Present every line of the rows below as a Markdown table with two columns, No. and Text, giving each line its number in order. Leave out blank lines.

[Entries from a dataset]
____________
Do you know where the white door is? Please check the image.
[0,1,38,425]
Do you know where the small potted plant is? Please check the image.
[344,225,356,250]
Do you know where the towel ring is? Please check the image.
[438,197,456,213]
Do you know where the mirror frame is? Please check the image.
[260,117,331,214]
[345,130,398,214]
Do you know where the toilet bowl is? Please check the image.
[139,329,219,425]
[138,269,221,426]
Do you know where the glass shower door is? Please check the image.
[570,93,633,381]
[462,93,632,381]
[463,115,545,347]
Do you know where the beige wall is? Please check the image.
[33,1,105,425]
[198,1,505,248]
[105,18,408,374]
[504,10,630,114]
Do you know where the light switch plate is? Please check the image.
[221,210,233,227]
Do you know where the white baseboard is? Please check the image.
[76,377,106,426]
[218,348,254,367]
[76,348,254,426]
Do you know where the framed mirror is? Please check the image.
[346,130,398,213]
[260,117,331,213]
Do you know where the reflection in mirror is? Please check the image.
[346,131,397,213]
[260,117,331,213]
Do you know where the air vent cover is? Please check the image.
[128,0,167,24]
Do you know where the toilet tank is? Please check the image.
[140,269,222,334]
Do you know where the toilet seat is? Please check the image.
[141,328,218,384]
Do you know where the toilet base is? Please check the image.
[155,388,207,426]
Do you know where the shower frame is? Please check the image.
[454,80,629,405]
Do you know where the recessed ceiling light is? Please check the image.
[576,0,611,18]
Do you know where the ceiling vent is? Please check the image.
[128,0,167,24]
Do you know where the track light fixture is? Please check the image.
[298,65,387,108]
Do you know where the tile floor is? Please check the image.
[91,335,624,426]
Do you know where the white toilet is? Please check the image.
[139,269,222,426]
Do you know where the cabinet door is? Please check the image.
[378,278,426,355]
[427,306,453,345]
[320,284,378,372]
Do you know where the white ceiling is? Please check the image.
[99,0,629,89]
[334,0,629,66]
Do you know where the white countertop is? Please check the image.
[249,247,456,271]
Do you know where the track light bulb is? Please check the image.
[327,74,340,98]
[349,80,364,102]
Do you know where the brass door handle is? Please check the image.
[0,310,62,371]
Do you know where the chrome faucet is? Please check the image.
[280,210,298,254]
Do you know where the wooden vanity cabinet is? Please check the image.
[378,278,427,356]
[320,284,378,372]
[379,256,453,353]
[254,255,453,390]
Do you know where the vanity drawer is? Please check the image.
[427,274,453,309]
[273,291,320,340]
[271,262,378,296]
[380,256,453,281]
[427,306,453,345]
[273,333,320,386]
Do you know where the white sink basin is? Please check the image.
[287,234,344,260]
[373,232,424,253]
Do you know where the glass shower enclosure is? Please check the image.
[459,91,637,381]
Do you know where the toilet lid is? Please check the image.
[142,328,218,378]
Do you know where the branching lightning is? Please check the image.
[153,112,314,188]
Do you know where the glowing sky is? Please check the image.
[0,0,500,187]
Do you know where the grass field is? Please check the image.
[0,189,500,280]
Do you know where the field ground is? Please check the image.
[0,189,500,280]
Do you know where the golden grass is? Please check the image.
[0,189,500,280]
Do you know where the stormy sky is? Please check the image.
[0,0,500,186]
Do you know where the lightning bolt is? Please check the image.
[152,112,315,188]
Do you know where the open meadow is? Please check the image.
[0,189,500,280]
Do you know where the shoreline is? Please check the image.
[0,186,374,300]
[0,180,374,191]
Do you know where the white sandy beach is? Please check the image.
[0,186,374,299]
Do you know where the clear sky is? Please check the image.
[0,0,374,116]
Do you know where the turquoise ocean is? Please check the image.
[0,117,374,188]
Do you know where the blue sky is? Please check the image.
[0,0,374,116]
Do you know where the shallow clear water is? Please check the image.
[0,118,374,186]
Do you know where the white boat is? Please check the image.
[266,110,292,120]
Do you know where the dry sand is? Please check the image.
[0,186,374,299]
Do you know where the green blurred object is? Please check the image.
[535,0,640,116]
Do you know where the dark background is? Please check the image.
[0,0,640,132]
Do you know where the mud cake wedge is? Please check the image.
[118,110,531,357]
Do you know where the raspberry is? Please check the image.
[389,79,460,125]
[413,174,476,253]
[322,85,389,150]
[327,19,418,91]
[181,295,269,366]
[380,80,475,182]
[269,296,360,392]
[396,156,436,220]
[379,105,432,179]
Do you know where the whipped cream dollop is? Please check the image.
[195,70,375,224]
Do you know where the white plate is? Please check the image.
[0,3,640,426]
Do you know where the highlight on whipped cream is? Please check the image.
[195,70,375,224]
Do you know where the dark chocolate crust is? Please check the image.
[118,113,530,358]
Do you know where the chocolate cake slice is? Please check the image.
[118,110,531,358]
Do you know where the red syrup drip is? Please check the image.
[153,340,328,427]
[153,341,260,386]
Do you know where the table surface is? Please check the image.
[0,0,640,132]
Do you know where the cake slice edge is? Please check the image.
____________
_OUTPUT FOR THIS TASK:_
| No. | Text |
|---|---|
| 1 | Do you know where the white door is? Please check the image. |
| 2 | [0,1,38,425] |
| 3 | Do you know where the small potted plant is? Please check the image. |
| 4 | [344,225,356,250] |
| 5 | Do you know where the towel ring is? Please check the image. |
| 6 | [438,197,456,213] |
| 7 | Do you know where the mirror frame is? Please check the image. |
| 8 | [260,117,331,214] |
| 9 | [345,130,398,214] |
| 10 | Do you know where the toilet bowl is? Please check the image. |
| 11 | [139,329,219,425] |
| 12 | [138,269,221,426] |
| 13 | Do you know where the glass shower door is? Please check the image. |
| 14 | [570,93,633,381] |
| 15 | [462,93,632,381] |
| 16 | [463,115,545,347] |
| 17 | Do you know where the beige wall is? Please check the image. |
| 18 | [33,1,105,425] |
| 19 | [198,1,505,248] |
| 20 | [105,18,408,374] |
| 21 | [504,10,630,114] |
| 22 | Do you know where the light switch plate is? Please check the image. |
| 23 | [221,210,233,227] |
| 24 | Do you know where the white baseboard is? Please check the image. |
| 25 | [76,377,106,426] |
| 26 | [218,348,254,367] |
| 27 | [76,348,254,426] |
| 28 | Do you know where the framed mirror is? Please check the image. |
| 29 | [346,130,398,213] |
| 30 | [260,117,331,213] |
| 31 | Do you know where the reflection in mirror is? Please check the image. |
| 32 | [346,131,397,213] |
| 33 | [260,117,331,213] |
| 34 | Do you know where the air vent cover is? Please check the image. |
| 35 | [128,0,167,24] |
| 36 | Do you know where the toilet tank is? Please check the image. |
| 37 | [140,269,222,334] |
| 38 | Do you know where the toilet seat is? Please check the image. |
| 39 | [141,328,218,384] |
| 40 | Do you know where the toilet base is? Please check the image. |
| 41 | [155,388,207,426] |
| 42 | Do you know where the shower frame is? Please check the image. |
| 43 | [454,80,629,405] |
| 44 | Do you know where the recessed ceiling light is? Please check the image. |
| 45 | [576,0,611,18] |
| 46 | Do you know where the ceiling vent is? Please check the image. |
| 47 | [128,0,167,24] |
| 48 | Do you know where the track light fixture is? Please check the image. |
| 49 | [298,65,387,108] |
| 50 | Do you know where the tile floor is? Please check the image. |
| 51 | [91,335,624,426] |
| 52 | Do you know where the white toilet is? Please check the image. |
| 53 | [139,269,222,426] |
| 54 | Do you know where the cabinet door is? Please check the image. |
| 55 | [378,278,426,355] |
| 56 | [427,306,453,345] |
| 57 | [320,284,378,372] |
| 58 | Do you know where the white ceiling is? Please check the image. |
| 59 | [99,0,629,89] |
| 60 | [334,0,629,66] |
| 61 | Do you know where the white countertop is? Please check the image. |
| 62 | [249,247,456,271] |
| 63 | Do you know where the track light bulb is? Please check the image. |
| 64 | [327,74,340,98] |
| 65 | [349,80,364,102] |
| 66 | Do you know where the brass door handle is? Please check the image. |
| 67 | [0,310,62,371] |
| 68 | Do you know where the chrome faucet is? Please check the image. |
| 69 | [280,210,298,254] |
| 70 | Do you know where the wooden vanity cabinet is? Please check the image. |
| 71 | [378,278,427,356] |
| 72 | [320,284,378,372] |
| 73 | [379,256,453,353] |
| 74 | [254,255,453,390] |
| 75 | Do you know where the vanity drawer is? Please check the image. |
| 76 | [427,274,453,309] |
| 77 | [273,291,320,340] |
| 78 | [271,262,378,296] |
| 79 | [380,256,453,281] |
| 80 | [427,306,453,345] |
| 81 | [273,333,320,386] |
| 82 | Do you know where the white sink basin is? Please check the image. |
| 83 | [287,234,344,260] |
| 84 | [373,232,424,253] |
| 85 | Do you know where the glass shower enclosure is? Please check the image. |
| 86 | [459,91,637,381] |
| 87 | Do you know where the toilet lid is? Please check the image. |
| 88 | [142,328,218,378] |
| 89 | Do you know where the branching lightning is? Please check the image. |
| 90 | [153,112,314,188] |
| 91 | Do you know where the glowing sky is? Please check the image. |
| 92 | [0,0,500,187] |
| 93 | Do you know where the grass field is? Please check the image. |
| 94 | [0,189,500,280] |
| 95 | Do you know where the field ground is? Please check the image. |
| 96 | [0,189,500,280] |
| 97 | Do you know where the golden grass is? Please check the image. |
| 98 | [0,189,500,280] |
| 99 | Do you know where the stormy sky is? Please check the image. |
| 100 | [0,0,500,186] |
| 101 | Do you know where the lightning bolt is? Please check the image. |
| 102 | [152,112,315,188] |
| 103 | Do you know where the open meadow is? Please check the image. |
| 104 | [0,189,500,280] |
| 105 | Do you know where the shoreline is? Please check the image. |
| 106 | [0,186,374,300] |
| 107 | [0,180,374,191] |
| 108 | Do you know where the white sandy beach is? Please check the image. |
| 109 | [0,186,374,299] |
| 110 | Do you know where the clear sky is? Please check the image. |
| 111 | [0,0,374,116] |
| 112 | Do you know where the turquoise ocean is? Please check the image. |
| 113 | [0,117,374,188] |
| 114 | Do you know where the blue sky is? Please check the image. |
| 115 | [0,0,374,116] |
| 116 | Do you know where the shallow clear water is? Please check the image. |
| 117 | [0,118,374,186] |
| 118 | Do you know where the white boat is? Please check the image. |
| 119 | [266,110,292,120] |
| 120 | Do you know where the dry sand is? Please check the image. |
| 121 | [0,186,374,299] |
| 122 | Do you know where the green blurred object is? Please check the image. |
| 123 | [535,0,640,116] |
| 124 | Do you know where the dark background is? Please check the image. |
| 125 | [0,0,640,132] |
| 126 | Do you know where the mud cake wedge is? Please check the image. |
| 127 | [118,110,531,357] |
| 128 | Do you know where the raspberry is? Please check the image. |
| 129 | [389,79,460,125] |
| 130 | [413,174,476,253] |
| 131 | [322,85,389,150] |
| 132 | [327,19,418,91] |
| 133 | [181,295,269,366] |
| 134 | [380,80,475,182] |
| 135 | [269,296,360,392] |
| 136 | [396,156,436,220] |
| 137 | [379,105,432,179] |
| 138 | Do you know where the whipped cream dollop is? Please check the image. |
| 139 | [195,70,375,224] |
| 140 | Do you know where the white plate is? Please check the image. |
| 141 | [0,3,640,426] |
| 142 | Do you know where the highlight on whipped cream is? Please check the image. |
| 143 | [195,70,375,224] |
| 144 | Do you know where the dark chocolate crust is? Please check the image. |
| 145 | [118,113,530,358] |
| 146 | Do you know where the chocolate cake slice is? Please check the image. |
| 147 | [118,110,531,358] |
| 148 | Do you know where the red syrup drip is? Please check the image. |
| 149 | [153,340,328,427] |
| 150 | [153,341,260,386] |
| 151 | Do you know where the table surface is? Please check the image. |
| 152 | [0,0,640,132] |
| 153 | Do you know where the cake slice edge is? Please check the image. |